Directions => Which lines run from the one containing "target: sky" to the end of the entries below? Retype exactly those, both ends included.

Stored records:

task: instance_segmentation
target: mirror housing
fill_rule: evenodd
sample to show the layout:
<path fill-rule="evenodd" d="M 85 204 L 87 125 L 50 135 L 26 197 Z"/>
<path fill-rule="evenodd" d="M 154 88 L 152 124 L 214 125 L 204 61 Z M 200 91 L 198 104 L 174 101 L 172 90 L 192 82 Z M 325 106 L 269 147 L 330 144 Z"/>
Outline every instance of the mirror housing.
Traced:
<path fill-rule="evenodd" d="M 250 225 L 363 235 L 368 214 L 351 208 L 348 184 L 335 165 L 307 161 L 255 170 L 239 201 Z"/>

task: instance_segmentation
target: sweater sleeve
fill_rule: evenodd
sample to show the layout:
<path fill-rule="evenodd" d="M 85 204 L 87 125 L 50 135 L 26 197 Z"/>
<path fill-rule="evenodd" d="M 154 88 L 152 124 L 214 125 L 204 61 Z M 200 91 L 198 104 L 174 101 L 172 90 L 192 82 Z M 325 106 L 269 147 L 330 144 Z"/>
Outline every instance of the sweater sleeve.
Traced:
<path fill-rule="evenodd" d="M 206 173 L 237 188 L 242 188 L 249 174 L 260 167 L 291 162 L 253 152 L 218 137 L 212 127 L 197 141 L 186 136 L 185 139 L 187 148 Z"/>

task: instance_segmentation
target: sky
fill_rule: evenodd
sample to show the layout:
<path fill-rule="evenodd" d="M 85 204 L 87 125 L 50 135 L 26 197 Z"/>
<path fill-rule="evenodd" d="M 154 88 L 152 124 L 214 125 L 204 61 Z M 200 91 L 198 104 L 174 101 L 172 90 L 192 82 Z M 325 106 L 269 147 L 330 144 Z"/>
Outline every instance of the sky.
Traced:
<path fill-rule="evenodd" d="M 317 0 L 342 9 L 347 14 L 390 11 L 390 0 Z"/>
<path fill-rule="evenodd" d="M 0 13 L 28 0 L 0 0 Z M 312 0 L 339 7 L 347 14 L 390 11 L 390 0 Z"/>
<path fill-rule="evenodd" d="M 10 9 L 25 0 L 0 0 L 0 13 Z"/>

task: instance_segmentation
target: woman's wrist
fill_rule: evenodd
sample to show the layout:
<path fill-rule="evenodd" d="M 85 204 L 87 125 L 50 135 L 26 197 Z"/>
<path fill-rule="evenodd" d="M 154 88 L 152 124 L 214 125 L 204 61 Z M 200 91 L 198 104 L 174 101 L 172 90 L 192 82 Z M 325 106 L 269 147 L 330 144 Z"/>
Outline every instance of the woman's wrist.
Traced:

Response to this exercise =>
target: sky
fill_rule: evenodd
sample to show the layout:
<path fill-rule="evenodd" d="M 85 204 L 87 125 L 50 135 L 26 197 Z"/>
<path fill-rule="evenodd" d="M 154 88 L 152 124 L 214 125 L 204 61 Z M 200 91 L 198 104 L 174 101 L 172 90 L 192 82 Z M 325 106 L 269 147 L 330 144 Z"/>
Outline every instance of the sky.
Traced:
<path fill-rule="evenodd" d="M 317 0 L 342 9 L 347 14 L 390 11 L 390 0 Z"/>
<path fill-rule="evenodd" d="M 0 13 L 28 0 L 0 0 Z M 312 0 L 339 7 L 347 14 L 390 11 L 390 0 Z"/>
<path fill-rule="evenodd" d="M 10 9 L 25 0 L 0 0 L 0 13 Z"/>

task: instance_segmentation
target: woman's wrist
fill_rule: evenodd
sample to show the layout:
<path fill-rule="evenodd" d="M 85 204 L 87 125 L 50 135 L 26 197 Z"/>
<path fill-rule="evenodd" d="M 154 88 L 152 124 L 214 125 L 204 61 Z M 200 91 L 198 104 L 174 101 L 172 90 L 192 82 Z M 325 106 L 269 147 L 330 144 Z"/>
Outline every instance of the woman's wrist.
Traced:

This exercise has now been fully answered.